**Stated exercise**:
Extract every line of the data below verbatim, omitting the pictures.

**Task inputs**:
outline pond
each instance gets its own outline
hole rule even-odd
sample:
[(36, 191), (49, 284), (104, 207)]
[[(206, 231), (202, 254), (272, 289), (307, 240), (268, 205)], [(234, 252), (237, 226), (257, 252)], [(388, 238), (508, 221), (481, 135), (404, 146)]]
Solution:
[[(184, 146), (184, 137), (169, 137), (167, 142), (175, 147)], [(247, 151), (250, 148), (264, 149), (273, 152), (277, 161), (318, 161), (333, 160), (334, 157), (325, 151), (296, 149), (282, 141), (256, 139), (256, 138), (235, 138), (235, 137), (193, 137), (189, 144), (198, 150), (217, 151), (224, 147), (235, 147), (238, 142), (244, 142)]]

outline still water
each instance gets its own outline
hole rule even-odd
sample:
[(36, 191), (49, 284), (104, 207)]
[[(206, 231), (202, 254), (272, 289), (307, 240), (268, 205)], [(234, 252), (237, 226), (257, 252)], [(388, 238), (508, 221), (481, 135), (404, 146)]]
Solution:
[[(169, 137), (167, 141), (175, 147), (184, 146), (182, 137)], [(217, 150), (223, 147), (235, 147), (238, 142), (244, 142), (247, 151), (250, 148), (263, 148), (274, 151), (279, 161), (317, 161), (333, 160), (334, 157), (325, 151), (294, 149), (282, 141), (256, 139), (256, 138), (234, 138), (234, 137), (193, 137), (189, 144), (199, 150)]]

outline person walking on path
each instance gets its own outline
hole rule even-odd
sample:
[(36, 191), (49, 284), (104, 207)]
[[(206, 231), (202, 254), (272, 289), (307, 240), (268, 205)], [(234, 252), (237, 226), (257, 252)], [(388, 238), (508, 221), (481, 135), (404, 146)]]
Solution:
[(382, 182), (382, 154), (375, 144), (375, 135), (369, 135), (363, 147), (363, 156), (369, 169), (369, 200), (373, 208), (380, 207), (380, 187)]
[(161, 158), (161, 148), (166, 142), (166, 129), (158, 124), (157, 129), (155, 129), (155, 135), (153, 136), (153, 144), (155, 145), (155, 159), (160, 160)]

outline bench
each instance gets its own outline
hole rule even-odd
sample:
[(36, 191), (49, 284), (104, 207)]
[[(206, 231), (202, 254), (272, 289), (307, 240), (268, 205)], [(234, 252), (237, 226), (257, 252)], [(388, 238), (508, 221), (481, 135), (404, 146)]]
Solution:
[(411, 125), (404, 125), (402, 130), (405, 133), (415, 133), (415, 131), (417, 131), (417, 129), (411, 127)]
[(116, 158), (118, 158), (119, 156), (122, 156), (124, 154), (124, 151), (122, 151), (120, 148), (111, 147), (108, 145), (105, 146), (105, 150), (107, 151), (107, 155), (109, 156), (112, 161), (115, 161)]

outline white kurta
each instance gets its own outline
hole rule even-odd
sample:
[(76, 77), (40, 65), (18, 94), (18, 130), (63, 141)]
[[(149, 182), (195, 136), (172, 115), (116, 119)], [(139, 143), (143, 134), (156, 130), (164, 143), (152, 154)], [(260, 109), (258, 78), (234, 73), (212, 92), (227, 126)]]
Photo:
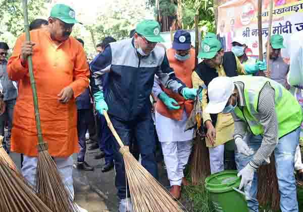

**Task answer**:
outline pond
each instance gets its own outline
hole rule even-odd
sample:
[(36, 191), (49, 284), (104, 207)]
[[(206, 231), (202, 254), (272, 289), (307, 240), (268, 205)], [(234, 252), (237, 226), (257, 252)], [(388, 238), (508, 221), (481, 135), (404, 146)]]
Solution:
[[(184, 146), (184, 137), (169, 137), (167, 142), (175, 147)], [(247, 151), (250, 148), (264, 149), (273, 152), (277, 161), (318, 161), (333, 160), (334, 157), (325, 151), (296, 149), (282, 141), (256, 139), (256, 138), (235, 138), (235, 137), (193, 137), (189, 144), (198, 150), (217, 151), (224, 147), (235, 147), (238, 142), (244, 142)]]

outline still water
each instance gets its own outline
hole rule even-odd
sample:
[(36, 191), (49, 284), (104, 207)]
[[(206, 231), (202, 254), (272, 289), (307, 240), (268, 205)], [(234, 252), (237, 226), (257, 252)], [(388, 238), (508, 221), (481, 135), (404, 146)]]
Solution:
[[(169, 137), (167, 141), (175, 147), (184, 146), (182, 137)], [(217, 150), (223, 147), (235, 147), (238, 142), (244, 142), (247, 151), (250, 148), (263, 148), (274, 151), (279, 161), (317, 161), (333, 160), (334, 157), (325, 151), (294, 149), (282, 141), (256, 139), (256, 138), (234, 138), (234, 137), (193, 137), (189, 144), (199, 150)]]

outline person walking on path
each instance gets its own outline
hole rule even-odd
sample:
[(36, 191), (49, 284), (104, 207)]
[[(206, 231), (202, 254), (272, 289), (307, 240), (268, 205)], [(234, 252), (237, 226), (257, 252)], [(388, 238), (508, 221), (481, 135), (404, 146)]]
Solution:
[(382, 182), (382, 154), (375, 144), (375, 135), (369, 135), (363, 147), (363, 156), (369, 169), (369, 200), (373, 208), (380, 207), (380, 187)]
[(161, 158), (161, 148), (166, 142), (166, 129), (158, 124), (157, 129), (155, 129), (155, 135), (153, 136), (153, 144), (155, 145), (155, 159), (160, 160)]

outline bench
each instance gets its own outline
hole rule even-odd
sample:
[(36, 191), (49, 284), (104, 207)]
[[(206, 231), (202, 254), (272, 289), (307, 240), (268, 205)], [(234, 252), (237, 226), (257, 252)], [(388, 238), (508, 221), (481, 135), (404, 146)]]
Solution:
[(411, 125), (404, 125), (402, 130), (405, 133), (415, 133), (415, 131), (417, 131), (417, 129), (411, 127)]
[(116, 158), (118, 158), (119, 156), (122, 156), (124, 154), (124, 151), (122, 151), (120, 148), (111, 147), (108, 145), (105, 146), (105, 150), (107, 151), (107, 155), (109, 156), (112, 161), (115, 161)]

outline white kurta
each instance gets its own outline
hole rule even-odd
sample:
[(76, 77), (40, 65), (18, 94), (18, 130), (63, 141)]
[[(149, 182), (195, 136), (172, 115), (116, 119)], [(139, 143), (143, 134), (156, 130), (164, 143), (152, 154)], [(260, 109), (258, 78), (234, 73), (212, 92), (227, 126)]]
Photo:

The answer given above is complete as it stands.